Transcribe each of the items below verbatim, omitting the pictures.

──────

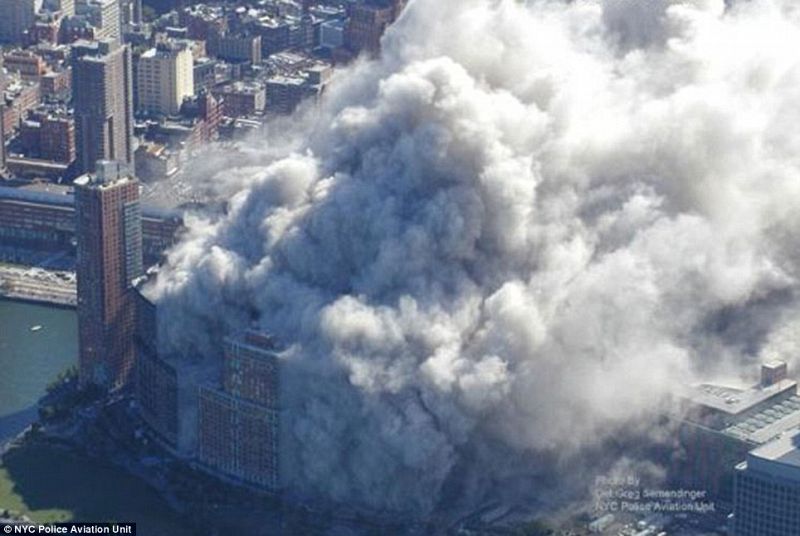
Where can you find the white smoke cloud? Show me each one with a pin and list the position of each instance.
(514, 234)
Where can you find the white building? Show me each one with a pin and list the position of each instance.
(332, 34)
(767, 492)
(165, 77)
(103, 15)
(16, 17)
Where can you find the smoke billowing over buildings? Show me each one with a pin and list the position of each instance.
(509, 238)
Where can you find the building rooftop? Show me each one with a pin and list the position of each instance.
(733, 400)
(769, 423)
(785, 450)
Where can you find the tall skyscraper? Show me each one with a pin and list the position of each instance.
(767, 496)
(109, 233)
(16, 17)
(2, 133)
(239, 421)
(102, 96)
(104, 16)
(164, 77)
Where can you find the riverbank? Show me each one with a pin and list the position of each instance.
(37, 285)
(48, 482)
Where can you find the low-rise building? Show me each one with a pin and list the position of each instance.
(767, 496)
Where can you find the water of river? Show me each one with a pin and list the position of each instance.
(29, 360)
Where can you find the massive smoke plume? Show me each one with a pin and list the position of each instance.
(510, 237)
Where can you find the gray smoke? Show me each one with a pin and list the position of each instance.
(510, 238)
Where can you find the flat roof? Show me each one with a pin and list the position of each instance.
(735, 400)
(768, 423)
(785, 450)
(64, 197)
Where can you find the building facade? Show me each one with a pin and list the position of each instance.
(239, 420)
(17, 18)
(767, 494)
(102, 98)
(164, 78)
(109, 236)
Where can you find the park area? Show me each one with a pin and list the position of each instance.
(50, 483)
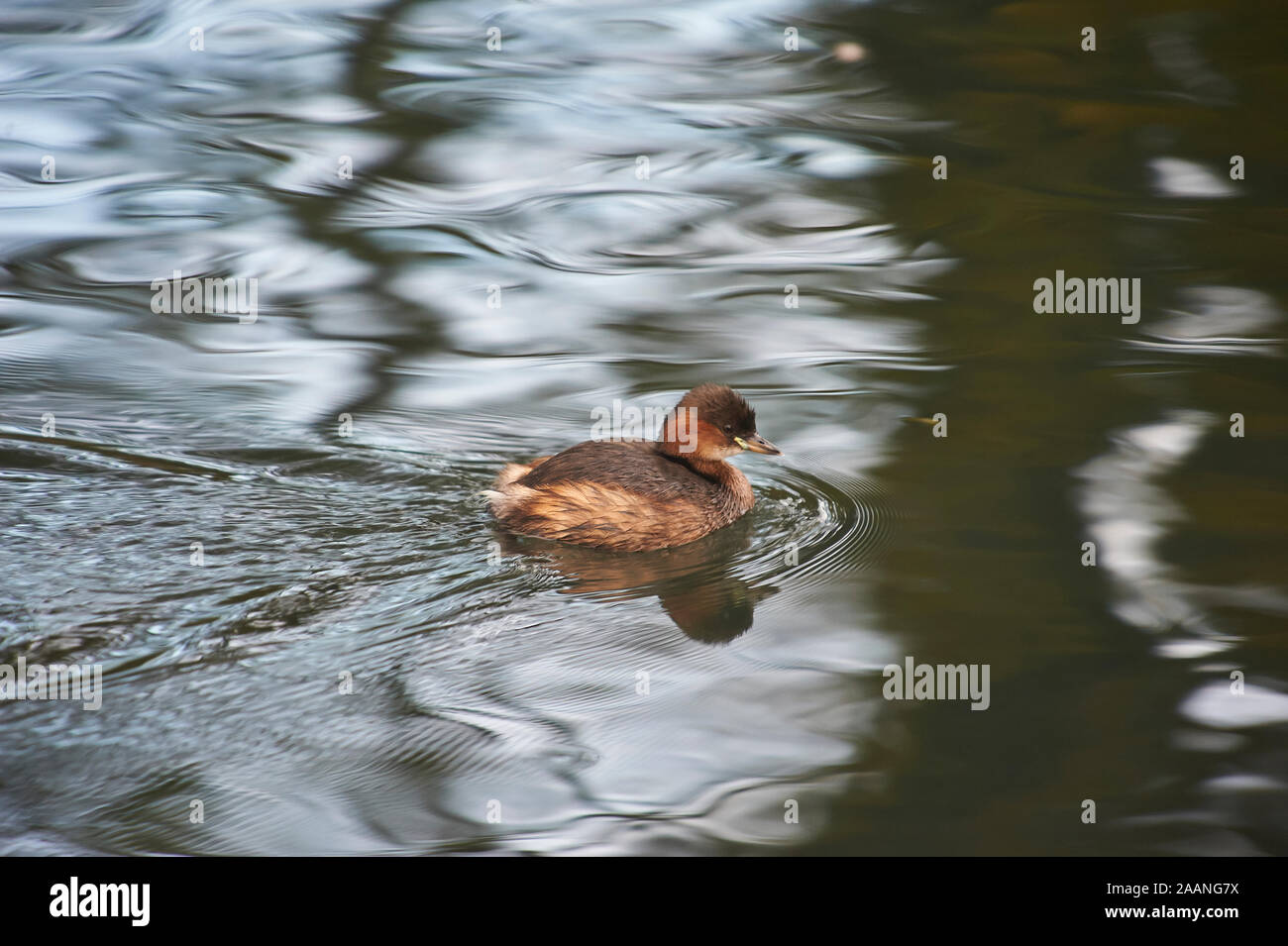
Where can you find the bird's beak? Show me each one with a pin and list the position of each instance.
(758, 444)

──────

Completed task:
Where can you find the white smoke cloud? Show me each one with a pin and list the position of each instance.
(514, 234)
Where can you find the white building? Show me each one with a pin and list the position of each instance.
(332, 34)
(767, 492)
(165, 77)
(103, 15)
(16, 17)
Where can you find the smoke billowing over buildings? Show me each one with a pin and list the position of each instance.
(509, 238)
Where can you find the building rooftop? Show me each one with a pin and list the position of each instance.
(733, 400)
(769, 423)
(785, 450)
Where can you find the tall skyscraper? Show me each one with a pin and list the position of each instance.
(767, 496)
(109, 233)
(16, 17)
(2, 133)
(239, 421)
(102, 96)
(104, 16)
(164, 77)
Where can you find the riverbank? Show me each one with a pin and list the position of each instance.
(37, 285)
(48, 482)
Where can you find the low-rise building? Show me each one with a pin and list the position of each instance.
(767, 496)
Where can you find the water of river? Show me each one with a pin and list the position of each instance.
(29, 360)
Where can you find the massive smoke plume? Show me each one with a pin and list the position of each instance.
(510, 237)
Where can you find the gray smoke? Show me each one with a pin and list the position of each instance.
(510, 238)
Where can you find the flat roof? Show me each one with a pin and list the position of each instance.
(735, 400)
(768, 423)
(785, 450)
(64, 197)
Where can you find the building facade? Show me each one with a pin and list the position of each instance.
(239, 420)
(17, 18)
(767, 494)
(102, 98)
(164, 78)
(109, 236)
Where can you find the park area? Show me each one with a pin and list the position of each instance.
(50, 483)
Where can you find the bird's beak? Show me each one with a pin and list the position of each instance.
(758, 444)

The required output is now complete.